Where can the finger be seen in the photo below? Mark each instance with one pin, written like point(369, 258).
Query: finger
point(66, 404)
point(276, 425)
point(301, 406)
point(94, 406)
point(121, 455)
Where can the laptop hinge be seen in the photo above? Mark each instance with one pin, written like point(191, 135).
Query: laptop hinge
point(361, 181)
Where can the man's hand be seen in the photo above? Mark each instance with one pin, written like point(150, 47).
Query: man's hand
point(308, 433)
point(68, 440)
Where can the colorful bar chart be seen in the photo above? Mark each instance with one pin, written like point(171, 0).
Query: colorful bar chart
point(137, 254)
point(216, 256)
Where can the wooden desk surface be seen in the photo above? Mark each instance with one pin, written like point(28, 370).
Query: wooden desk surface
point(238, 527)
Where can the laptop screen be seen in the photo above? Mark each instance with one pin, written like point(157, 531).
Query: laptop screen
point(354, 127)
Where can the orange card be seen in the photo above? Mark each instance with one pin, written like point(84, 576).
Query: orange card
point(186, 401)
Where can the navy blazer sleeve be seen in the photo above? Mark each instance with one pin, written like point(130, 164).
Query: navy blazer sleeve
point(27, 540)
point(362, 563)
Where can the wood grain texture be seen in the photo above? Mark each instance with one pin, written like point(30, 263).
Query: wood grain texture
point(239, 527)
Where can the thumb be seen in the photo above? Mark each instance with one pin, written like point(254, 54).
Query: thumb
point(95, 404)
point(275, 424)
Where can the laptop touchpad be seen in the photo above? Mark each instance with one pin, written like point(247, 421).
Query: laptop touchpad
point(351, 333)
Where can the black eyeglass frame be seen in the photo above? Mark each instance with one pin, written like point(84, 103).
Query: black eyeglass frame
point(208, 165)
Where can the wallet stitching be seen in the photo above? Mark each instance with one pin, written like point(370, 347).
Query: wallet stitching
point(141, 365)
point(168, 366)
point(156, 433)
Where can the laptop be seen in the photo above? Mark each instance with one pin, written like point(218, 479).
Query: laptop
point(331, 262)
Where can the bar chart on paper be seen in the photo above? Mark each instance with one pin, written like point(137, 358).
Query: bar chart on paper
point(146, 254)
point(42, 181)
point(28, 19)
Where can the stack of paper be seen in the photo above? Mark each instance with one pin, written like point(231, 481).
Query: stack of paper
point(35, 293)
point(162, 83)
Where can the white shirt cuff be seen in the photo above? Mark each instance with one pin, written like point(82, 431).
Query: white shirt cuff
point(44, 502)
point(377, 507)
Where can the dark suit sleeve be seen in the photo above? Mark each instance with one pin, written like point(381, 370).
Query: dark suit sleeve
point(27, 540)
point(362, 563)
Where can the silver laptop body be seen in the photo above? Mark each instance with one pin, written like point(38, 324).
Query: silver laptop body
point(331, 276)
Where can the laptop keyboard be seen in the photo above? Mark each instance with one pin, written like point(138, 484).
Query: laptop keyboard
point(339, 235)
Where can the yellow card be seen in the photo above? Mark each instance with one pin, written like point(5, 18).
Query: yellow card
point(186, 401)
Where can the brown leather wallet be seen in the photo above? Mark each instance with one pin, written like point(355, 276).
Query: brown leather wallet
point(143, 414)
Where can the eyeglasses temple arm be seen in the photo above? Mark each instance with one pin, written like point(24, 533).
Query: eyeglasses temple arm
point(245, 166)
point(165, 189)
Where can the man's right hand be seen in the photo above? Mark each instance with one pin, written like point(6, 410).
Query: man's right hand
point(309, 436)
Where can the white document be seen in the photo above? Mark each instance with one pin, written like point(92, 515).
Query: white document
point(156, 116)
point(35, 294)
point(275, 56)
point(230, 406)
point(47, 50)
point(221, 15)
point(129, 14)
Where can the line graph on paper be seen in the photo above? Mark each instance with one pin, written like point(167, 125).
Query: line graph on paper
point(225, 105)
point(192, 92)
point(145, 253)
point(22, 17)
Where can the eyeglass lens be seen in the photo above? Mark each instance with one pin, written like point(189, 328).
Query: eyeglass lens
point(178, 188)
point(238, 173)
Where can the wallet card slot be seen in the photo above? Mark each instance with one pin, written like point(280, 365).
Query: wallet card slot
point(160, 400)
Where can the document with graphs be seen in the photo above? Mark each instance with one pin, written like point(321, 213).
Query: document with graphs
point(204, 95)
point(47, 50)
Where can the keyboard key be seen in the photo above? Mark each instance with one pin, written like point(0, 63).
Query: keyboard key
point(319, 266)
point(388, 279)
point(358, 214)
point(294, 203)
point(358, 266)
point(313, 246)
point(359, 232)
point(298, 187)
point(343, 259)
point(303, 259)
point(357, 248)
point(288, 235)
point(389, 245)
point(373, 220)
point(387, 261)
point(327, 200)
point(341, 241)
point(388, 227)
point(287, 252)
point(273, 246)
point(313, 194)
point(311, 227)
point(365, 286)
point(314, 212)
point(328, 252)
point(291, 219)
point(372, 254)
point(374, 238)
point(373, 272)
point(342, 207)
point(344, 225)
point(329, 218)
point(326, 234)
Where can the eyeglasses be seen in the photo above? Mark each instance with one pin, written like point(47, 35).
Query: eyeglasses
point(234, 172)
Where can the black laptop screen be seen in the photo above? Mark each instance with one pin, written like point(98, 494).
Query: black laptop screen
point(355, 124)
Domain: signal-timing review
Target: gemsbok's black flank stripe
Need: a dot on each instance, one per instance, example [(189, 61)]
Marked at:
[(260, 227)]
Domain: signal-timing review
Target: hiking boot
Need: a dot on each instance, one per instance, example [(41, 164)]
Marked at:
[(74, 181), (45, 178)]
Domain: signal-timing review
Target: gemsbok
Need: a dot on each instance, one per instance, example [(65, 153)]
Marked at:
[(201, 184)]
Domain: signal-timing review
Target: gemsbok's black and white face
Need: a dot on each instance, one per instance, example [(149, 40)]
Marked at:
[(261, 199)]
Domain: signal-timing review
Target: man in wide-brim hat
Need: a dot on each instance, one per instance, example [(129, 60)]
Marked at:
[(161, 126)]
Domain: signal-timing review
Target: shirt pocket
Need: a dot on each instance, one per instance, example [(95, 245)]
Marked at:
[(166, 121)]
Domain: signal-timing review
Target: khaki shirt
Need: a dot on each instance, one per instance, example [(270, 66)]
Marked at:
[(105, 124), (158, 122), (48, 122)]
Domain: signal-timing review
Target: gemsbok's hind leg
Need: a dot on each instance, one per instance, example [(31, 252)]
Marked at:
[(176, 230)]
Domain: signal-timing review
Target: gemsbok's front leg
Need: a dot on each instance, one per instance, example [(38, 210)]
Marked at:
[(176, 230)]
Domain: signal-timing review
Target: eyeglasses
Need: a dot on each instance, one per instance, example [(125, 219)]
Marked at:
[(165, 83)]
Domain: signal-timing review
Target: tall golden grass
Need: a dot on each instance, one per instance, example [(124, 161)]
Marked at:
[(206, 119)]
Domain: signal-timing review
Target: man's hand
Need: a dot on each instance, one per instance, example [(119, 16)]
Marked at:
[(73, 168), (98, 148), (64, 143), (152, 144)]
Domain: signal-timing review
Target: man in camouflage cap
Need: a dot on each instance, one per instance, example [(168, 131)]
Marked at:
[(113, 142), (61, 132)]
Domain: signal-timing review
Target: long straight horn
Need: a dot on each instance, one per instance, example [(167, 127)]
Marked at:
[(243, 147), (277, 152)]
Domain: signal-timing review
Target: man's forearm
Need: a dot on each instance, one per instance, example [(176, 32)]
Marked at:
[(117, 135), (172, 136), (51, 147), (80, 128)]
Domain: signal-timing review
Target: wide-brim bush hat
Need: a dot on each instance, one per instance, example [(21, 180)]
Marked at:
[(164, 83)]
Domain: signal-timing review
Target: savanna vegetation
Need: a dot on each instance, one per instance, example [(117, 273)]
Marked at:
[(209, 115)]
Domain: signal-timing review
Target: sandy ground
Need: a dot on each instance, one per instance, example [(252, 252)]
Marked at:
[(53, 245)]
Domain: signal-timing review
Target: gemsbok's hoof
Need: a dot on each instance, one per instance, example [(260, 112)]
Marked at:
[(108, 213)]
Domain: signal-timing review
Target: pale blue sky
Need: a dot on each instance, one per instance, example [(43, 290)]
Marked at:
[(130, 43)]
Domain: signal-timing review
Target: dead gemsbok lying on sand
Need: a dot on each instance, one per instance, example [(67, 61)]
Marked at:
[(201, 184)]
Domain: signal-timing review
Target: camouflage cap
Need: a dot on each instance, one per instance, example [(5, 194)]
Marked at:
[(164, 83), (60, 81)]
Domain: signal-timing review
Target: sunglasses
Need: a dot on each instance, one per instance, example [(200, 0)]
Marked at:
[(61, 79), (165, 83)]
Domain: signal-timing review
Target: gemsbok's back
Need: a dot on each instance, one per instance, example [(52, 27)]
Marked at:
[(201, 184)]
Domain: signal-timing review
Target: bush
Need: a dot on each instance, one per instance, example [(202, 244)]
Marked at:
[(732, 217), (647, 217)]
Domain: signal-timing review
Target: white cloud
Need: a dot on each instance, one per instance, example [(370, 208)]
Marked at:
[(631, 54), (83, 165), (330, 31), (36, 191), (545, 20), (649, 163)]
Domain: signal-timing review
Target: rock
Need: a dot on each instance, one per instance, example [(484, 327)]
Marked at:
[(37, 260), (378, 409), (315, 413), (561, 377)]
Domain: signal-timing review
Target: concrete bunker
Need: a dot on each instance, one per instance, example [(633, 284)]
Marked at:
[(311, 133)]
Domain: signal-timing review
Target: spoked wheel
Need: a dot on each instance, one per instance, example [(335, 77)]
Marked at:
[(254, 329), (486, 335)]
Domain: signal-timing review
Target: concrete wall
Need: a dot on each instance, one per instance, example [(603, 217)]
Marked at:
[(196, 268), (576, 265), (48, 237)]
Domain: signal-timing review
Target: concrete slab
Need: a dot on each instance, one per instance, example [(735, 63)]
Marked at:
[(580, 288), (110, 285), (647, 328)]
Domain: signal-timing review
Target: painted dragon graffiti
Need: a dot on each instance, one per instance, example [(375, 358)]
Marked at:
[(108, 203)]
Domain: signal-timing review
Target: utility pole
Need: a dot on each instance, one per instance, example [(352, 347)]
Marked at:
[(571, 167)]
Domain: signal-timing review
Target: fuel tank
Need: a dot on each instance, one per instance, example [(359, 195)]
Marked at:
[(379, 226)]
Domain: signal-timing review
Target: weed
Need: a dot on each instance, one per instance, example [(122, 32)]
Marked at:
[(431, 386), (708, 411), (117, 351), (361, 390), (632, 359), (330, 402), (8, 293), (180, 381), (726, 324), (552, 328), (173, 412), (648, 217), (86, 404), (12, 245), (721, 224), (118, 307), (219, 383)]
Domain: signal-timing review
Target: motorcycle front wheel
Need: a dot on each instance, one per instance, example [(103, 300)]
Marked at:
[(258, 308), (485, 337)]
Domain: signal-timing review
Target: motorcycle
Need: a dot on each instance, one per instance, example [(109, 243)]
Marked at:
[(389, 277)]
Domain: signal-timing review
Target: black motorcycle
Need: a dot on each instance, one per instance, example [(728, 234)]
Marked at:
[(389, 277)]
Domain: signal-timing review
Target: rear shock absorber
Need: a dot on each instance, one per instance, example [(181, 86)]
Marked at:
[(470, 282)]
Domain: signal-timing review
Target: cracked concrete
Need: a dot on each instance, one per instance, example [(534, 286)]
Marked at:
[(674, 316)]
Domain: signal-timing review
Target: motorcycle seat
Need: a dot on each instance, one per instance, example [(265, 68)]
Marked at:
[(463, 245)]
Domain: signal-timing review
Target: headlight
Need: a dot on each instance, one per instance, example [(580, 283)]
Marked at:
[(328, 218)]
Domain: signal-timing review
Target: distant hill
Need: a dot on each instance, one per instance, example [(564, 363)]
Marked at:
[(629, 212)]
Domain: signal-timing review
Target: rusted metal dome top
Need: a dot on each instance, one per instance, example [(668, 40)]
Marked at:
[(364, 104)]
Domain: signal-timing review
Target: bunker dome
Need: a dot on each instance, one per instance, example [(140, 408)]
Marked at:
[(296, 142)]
::::
▶ BRIEF
Transfer the entries starting with their first line and going on through the line with "point(361, 181)", both ends included, keeping every line and adding 77 to each x and y coordinate in the answer points only.

▶ REPLY
Where can the finger be seen in the photo below? Mark each instance with one pin, written like point(369, 258).
Query: finger
point(143, 481)
point(353, 502)
point(378, 483)
point(171, 483)
point(198, 532)
Where can the laptop hinge be seen in the photo above? Mark each instance with one pin, written like point(191, 135).
Query: laptop hinge
point(438, 258)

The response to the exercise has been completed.